─── Materials provided ───
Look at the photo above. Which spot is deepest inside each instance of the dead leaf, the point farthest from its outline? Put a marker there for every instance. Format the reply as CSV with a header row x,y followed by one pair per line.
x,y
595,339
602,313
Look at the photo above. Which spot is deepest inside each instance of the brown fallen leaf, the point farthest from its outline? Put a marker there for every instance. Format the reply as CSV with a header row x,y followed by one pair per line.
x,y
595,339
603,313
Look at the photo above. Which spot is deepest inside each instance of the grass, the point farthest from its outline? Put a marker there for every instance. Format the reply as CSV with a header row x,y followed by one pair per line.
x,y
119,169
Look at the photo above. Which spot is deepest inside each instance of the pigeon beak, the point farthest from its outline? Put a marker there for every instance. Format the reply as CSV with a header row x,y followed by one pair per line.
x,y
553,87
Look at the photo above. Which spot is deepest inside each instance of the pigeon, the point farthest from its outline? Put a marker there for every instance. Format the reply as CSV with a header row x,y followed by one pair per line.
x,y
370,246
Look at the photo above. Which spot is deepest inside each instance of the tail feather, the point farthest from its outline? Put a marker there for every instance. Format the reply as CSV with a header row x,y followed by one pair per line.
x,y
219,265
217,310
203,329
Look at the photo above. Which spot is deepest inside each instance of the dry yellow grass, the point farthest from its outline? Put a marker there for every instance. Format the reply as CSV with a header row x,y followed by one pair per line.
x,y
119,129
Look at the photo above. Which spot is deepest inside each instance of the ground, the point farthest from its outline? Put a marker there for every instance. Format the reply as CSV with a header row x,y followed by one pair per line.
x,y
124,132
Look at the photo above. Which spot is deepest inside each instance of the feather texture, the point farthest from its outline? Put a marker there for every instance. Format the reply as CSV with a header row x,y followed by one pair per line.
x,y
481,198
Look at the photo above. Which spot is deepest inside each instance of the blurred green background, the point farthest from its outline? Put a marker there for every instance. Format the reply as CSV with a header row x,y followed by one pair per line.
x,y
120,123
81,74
───
Problem details >> Each line from the one containing "the ground, the" through the last line of the material must be restated word for word, with no other text.

Task response >>
Look at the photo above. Which spot is deepest inside each instance of the ground, the point farthest from its outline? Put a marker there for every instance. Format the reply as CSV with a header row x,y followed by one pair per line.
x,y
124,132
Look at the photo above. Which spot is deepest inside each instance of the feather texture, the point farthest from its outline? Put a marker there for every instance. Format the reply as CSV with a header row x,y followed by one pair per line.
x,y
481,198
Look at the photo above. Which spot is deepest inside each instance of the blurred green background, the point farthest from its outline? Put a marker there for every instance. Format the reply as CSV with a header row x,y followed by one pair per line.
x,y
120,123
81,74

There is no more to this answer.